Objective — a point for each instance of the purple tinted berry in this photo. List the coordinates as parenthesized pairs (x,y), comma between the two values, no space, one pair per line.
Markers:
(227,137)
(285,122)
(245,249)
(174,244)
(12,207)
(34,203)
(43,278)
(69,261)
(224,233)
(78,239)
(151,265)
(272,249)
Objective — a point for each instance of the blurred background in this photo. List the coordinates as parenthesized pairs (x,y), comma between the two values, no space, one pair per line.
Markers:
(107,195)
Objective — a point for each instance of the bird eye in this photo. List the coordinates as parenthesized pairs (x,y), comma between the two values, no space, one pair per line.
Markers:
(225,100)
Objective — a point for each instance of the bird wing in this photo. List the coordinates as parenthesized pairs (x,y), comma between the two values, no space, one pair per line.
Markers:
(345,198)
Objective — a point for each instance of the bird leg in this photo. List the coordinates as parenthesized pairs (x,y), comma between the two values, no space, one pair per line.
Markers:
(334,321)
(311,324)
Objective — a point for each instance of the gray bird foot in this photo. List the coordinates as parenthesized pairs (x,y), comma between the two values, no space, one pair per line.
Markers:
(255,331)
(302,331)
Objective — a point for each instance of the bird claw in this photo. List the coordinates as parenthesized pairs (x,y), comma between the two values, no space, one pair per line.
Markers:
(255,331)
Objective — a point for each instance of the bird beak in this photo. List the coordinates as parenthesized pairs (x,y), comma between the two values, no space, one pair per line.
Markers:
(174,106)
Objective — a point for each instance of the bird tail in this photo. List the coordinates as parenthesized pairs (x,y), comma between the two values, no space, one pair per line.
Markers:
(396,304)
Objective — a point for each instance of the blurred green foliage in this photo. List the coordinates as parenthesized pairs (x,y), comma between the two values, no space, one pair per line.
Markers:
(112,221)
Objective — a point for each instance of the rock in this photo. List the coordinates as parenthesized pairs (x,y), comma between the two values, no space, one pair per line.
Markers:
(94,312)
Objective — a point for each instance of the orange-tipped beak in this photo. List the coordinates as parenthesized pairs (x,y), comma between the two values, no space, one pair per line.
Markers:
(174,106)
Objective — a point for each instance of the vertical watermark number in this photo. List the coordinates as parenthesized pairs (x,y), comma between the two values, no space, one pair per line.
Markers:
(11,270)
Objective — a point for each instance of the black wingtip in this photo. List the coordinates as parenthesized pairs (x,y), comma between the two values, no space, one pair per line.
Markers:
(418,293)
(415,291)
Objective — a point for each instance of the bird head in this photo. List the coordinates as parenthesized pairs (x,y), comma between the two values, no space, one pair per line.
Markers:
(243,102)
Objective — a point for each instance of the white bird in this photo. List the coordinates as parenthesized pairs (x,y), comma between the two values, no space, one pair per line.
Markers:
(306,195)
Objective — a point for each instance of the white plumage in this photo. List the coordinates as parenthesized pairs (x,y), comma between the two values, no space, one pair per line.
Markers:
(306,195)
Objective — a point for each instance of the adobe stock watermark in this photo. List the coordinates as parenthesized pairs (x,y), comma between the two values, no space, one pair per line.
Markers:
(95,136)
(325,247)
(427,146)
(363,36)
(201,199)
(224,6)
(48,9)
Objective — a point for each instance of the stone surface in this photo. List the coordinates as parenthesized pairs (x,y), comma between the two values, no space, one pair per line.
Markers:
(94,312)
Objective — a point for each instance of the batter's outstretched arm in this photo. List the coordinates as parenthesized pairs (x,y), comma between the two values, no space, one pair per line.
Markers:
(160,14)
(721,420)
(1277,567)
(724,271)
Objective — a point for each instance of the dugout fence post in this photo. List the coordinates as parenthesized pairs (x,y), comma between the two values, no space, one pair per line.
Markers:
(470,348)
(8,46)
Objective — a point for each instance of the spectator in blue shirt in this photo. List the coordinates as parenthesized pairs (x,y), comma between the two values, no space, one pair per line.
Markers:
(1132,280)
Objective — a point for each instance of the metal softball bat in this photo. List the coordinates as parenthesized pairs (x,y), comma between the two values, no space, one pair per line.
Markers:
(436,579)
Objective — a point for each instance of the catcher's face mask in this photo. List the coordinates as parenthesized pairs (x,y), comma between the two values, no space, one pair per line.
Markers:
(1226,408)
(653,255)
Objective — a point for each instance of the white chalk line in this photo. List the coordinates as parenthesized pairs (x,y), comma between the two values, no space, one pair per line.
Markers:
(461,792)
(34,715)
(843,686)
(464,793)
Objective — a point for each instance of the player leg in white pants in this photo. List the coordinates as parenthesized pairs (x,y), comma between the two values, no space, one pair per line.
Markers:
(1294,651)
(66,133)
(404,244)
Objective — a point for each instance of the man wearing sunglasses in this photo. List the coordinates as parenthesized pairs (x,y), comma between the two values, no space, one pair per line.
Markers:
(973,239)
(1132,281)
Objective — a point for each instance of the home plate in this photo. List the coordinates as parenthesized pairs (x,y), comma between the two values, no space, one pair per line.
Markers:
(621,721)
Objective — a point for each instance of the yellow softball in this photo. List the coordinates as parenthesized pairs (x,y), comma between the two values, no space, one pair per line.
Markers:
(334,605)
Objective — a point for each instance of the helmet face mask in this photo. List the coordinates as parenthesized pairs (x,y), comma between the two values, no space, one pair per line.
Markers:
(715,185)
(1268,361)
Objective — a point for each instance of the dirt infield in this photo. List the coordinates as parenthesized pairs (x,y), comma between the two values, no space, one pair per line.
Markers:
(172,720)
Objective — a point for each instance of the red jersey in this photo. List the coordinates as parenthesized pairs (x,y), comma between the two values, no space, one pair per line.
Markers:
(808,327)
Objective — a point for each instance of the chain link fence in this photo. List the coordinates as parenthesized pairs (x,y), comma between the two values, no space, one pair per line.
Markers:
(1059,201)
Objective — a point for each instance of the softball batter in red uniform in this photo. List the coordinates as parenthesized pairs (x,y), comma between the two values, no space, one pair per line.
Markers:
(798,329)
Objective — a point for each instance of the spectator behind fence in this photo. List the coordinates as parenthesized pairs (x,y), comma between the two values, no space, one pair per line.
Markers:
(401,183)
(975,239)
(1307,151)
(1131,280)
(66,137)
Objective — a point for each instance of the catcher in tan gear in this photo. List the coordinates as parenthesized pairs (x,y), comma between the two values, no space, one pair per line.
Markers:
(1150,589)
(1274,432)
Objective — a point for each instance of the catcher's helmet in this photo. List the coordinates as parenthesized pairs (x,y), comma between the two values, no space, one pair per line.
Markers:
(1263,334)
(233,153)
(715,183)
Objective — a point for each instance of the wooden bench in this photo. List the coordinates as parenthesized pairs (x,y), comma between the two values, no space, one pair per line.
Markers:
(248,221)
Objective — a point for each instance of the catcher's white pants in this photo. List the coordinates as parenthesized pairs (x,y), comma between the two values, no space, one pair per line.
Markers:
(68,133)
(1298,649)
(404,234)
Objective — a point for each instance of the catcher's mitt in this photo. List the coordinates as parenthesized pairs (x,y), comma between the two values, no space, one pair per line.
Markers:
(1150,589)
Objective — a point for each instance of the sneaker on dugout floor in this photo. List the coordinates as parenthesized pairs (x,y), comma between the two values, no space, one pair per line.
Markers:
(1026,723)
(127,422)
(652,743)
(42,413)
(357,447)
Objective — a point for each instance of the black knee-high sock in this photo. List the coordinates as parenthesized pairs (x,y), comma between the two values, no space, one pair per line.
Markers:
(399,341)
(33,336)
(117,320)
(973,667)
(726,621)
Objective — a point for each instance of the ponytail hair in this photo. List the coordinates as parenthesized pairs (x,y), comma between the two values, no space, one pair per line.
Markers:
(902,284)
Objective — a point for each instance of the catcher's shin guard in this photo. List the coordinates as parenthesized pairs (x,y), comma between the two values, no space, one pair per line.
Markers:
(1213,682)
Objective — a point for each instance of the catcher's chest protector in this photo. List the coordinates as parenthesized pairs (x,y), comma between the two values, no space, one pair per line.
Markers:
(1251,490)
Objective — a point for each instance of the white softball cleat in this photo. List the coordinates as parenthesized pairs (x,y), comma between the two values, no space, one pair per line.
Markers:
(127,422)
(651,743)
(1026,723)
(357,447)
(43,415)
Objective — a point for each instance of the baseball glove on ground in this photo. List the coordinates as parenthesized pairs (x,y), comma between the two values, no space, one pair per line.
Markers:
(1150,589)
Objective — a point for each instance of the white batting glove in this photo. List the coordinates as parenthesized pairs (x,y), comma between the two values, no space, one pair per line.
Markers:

INSTRUCTIONS FOR THE TASK: Starting at the line that contains "Objective — a point for each instance of the catcher's mitt", repeat each line exactly through the last one in the listing. Include both of those lines and nothing more.

COMPLETE ANSWER:
Objective — a point for each instance of the catcher's mitt in this photo. List the coordinates as parenthesized pairs (x,y), comma between the two values, no space, one pair per line.
Markers:
(1150,589)
Objective — a point for each instance of the sneaker on dugout floor in this photo. List the coordinates as parenthesized pairs (x,y), comma between the two values, no space, one pair per line.
Markers:
(1026,723)
(127,422)
(652,743)
(42,413)
(357,447)
Objective — a point for each instance of the black knee-high sock in this photo. List the coordinates as parenthesized pairs (x,y), comma between the two values, no space, one pair per line.
Markers:
(399,341)
(33,336)
(117,320)
(973,667)
(726,621)
Objective — a point for each instance of the ponytail hair in this photo. List the coordinates as parenthesized pairs (x,y), comma between the two values, no space, one pair per line.
Markers:
(902,284)
Objective — a point for each instance of the catcher's shin guard in this photo. List the coordinates as parenthesized pairs (x,y), comma between the two values, no space, one pair per line.
Markers:
(1213,682)
Objective — a point for each instance of the catcher's chest protector in this photo. List the coordinates as parenthesized pairs (x,y), comma between the two values, no space, one pair per line.
Markers:
(1251,490)
Objective — a point for each instance of the white softball cleat in this photo. List the coordinates as parenthesized pairs (x,y), comma between the two values, no space, one pair per line.
Markers:
(127,422)
(651,743)
(1026,723)
(357,447)
(43,415)
Objective — a point for each instance of the baseball glove on ground in this photo. List the coordinates as parenthesized pairs (x,y), comma between the two values, no space, one pair per line.
Markers:
(1150,589)
Objective — a point for each instance of the white batting glove in this photo. List the coordinates as parenthesized pairs (x,y), comma between the two values, no space, one pair per line.
Markers:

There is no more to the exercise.